The exercise ▸ Please retype part of the Eagle Cement passage below, starting at the words "Since 2013, as-reported" and ending after "its own history.".

Passage shown ▸
Eagle Cement’s Uniform ROA has actually been higher than its as-reported ROA in the past six years. For example, as-reported ROA was 9% in 2019, but its Uniform ROA was actually significantly higher at 22%. When Uniform ROA peaked at 25% in 2016, as-reported ROA was only at 14%.

Through Uniform Accounting, we can see that the company’s true ROAs have actually been much higher. Eagle Cement’s Uniform ROA for the past six years has ranged from 17% to 25%, while as-reported ROA ranged only from 8% to 14% in the same timeframe.

After improving from 22% in 2013 to a high of 25% in 2016, Uniform ROA declined to a low of 17% in 2018. Uniform ROA then recovered to 22% in 2019.

Eagle Cement is a more asset efficient business than you think

PMD%2396-1.png

Eagle Cement’s profitability has been primarily driven by robust Uniform asset turns.

Since 2013, as-reported asset turnover has remained at 0.4x-0.5x levels through 2019. Meanwhile, Uniform asset turns sustained 0.6x-0.8x levels over the same time period.

As-reported metrics are making the firm appear to be a less efficient business than real economic metrics highlight.

SUMMARY and Eagle Cement Corporation Tearsheet

As the Uniform Accounting tearsheet for Eagle Cement highlights, the Uniform P/E trades at 8.3x, which is far below corporate average valuation levels and its own history.

Low P/Es require low EPS growth to sustain them. In the case of Eagle Cement, the company has recently shown a 34% Uniform EPS growth.

Sell-side analysts provide stock and valuation recommendations that in general provide very poor guidance or insight. However, sell-side analysts’ near-term earnings forecasts tend to have relevant information.

We take sell-side forecasts for PFRS earnings and convert them to Uniform earnings forecasts. When we do this, Eagle Cement’s sell-side analyst-driven forecast calls for an 8% Uniform EPS decline in 2020, followed by 11% Uniform EPS growth in 2021.

Extracted records ▸

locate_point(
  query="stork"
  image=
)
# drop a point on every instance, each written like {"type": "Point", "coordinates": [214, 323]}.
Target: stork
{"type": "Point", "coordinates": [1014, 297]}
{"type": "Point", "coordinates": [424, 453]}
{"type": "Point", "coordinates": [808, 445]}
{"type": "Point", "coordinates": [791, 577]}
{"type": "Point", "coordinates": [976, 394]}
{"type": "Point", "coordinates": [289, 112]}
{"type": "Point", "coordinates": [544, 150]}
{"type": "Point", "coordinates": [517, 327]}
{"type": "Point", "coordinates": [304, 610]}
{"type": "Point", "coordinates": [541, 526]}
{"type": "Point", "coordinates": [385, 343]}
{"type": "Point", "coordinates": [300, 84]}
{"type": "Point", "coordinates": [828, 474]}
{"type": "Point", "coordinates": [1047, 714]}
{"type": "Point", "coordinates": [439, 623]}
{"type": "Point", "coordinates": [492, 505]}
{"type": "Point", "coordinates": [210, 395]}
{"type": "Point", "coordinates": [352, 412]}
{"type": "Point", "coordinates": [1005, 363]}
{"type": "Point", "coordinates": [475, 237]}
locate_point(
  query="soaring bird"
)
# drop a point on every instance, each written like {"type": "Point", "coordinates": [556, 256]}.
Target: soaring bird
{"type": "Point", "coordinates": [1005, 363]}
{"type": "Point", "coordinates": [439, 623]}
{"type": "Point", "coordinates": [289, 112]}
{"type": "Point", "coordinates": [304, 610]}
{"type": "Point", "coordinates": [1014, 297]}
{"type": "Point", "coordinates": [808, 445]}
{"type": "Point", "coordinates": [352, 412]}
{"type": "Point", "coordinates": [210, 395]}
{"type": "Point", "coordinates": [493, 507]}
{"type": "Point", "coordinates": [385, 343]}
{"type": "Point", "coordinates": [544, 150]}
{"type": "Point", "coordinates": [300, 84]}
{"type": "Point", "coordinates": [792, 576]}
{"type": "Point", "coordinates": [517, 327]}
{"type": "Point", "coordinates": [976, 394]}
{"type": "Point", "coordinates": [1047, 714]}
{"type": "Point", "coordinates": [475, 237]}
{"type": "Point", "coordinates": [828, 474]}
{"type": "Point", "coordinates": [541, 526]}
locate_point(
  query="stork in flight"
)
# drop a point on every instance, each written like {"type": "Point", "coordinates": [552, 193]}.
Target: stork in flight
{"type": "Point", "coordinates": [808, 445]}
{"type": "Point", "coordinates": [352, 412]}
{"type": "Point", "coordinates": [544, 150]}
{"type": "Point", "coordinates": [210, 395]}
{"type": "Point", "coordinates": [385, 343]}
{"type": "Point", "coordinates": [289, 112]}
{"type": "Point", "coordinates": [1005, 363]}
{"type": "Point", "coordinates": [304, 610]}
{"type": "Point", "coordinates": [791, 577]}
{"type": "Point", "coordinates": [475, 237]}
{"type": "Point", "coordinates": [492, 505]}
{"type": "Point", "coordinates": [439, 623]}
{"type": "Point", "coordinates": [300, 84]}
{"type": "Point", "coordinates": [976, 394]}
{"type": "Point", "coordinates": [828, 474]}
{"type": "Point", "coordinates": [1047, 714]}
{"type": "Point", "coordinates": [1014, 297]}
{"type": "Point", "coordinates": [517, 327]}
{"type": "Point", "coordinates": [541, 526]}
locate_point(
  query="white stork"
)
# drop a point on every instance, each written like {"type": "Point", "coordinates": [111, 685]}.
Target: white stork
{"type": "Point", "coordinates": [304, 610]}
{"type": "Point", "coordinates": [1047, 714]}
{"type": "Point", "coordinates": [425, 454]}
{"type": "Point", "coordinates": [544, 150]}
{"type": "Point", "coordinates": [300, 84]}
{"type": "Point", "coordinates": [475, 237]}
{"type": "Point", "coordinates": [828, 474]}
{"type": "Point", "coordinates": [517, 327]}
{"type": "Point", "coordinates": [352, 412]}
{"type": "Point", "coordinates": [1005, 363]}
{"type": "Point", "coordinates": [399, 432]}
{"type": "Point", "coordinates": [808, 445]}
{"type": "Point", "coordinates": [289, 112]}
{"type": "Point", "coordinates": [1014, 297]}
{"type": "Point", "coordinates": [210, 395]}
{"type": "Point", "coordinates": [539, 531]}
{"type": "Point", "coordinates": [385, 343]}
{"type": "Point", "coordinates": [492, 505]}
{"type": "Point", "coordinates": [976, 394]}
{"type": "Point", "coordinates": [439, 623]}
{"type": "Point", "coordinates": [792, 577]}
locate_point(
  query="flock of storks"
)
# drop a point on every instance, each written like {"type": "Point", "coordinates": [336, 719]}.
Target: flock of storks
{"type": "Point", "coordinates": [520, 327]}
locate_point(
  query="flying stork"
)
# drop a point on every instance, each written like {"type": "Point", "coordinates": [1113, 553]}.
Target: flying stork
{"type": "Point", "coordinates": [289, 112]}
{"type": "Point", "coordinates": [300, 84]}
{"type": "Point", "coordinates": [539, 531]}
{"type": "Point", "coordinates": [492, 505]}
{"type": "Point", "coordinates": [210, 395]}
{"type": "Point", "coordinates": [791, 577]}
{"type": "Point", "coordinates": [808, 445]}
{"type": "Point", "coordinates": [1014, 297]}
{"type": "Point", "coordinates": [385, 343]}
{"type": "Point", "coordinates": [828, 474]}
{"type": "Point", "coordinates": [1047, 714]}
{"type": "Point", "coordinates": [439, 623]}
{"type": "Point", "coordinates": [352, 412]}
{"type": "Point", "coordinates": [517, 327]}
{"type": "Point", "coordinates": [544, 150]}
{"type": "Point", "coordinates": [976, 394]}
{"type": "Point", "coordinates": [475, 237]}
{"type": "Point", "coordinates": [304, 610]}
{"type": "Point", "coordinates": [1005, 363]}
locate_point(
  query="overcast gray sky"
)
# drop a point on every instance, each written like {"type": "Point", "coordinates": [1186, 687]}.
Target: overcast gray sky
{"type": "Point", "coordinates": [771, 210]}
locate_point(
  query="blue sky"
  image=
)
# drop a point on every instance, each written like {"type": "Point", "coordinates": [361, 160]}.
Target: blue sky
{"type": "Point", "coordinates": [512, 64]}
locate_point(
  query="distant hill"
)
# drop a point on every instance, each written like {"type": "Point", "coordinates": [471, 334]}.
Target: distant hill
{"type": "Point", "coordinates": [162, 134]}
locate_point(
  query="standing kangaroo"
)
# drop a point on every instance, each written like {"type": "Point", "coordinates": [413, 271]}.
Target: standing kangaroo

In response ▸
Since 2013, as-reported asset turnover has remained at 0.4x-0.5x levels through 2019. Meanwhile, Uniform asset turns sustained 0.6x-0.8x levels over the same time period.

As-reported metrics are making the firm appear to be a less efficient business than real economic metrics highlight.

SUMMARY and Eagle Cement Corporation Tearsheet

As the Uniform Accounting tearsheet for Eagle Cement highlights, the Uniform P/E trades at 8.3x, which is far below corporate average valuation levels and its own history.